START

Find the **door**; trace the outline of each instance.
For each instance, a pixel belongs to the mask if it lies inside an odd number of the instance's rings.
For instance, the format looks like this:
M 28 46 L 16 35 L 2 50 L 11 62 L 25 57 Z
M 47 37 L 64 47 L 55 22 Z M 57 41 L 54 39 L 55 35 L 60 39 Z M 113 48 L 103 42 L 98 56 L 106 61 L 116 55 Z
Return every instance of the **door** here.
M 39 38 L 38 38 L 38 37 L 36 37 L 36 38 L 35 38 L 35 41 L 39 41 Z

END

### Exercise brief
Recast every line of the rows above as a two-column Markdown table headed Line and Content. Number the lines in order and leave out any blank ones.

### Response to the exercise
| Line | Content |
|---|---|
| 1 | Find the **door**; trace the outline of each instance. |
| 2 | For each instance, a pixel belongs to the mask if it lies inside an odd number of the instance's rings. |
| 3 | For instance, the format looks like this: |
| 4 | M 28 46 L 16 35 L 2 50 L 11 62 L 25 57 Z |
| 5 | M 47 37 L 64 47 L 55 22 Z M 57 41 L 54 39 L 55 35 L 60 39 Z M 113 48 L 103 42 L 98 56 L 106 61 L 116 55 Z |
| 6 | Return every instance of the **door** here. |
| 7 | M 39 38 L 38 38 L 38 37 L 36 37 L 36 38 L 35 38 L 35 41 L 39 41 Z |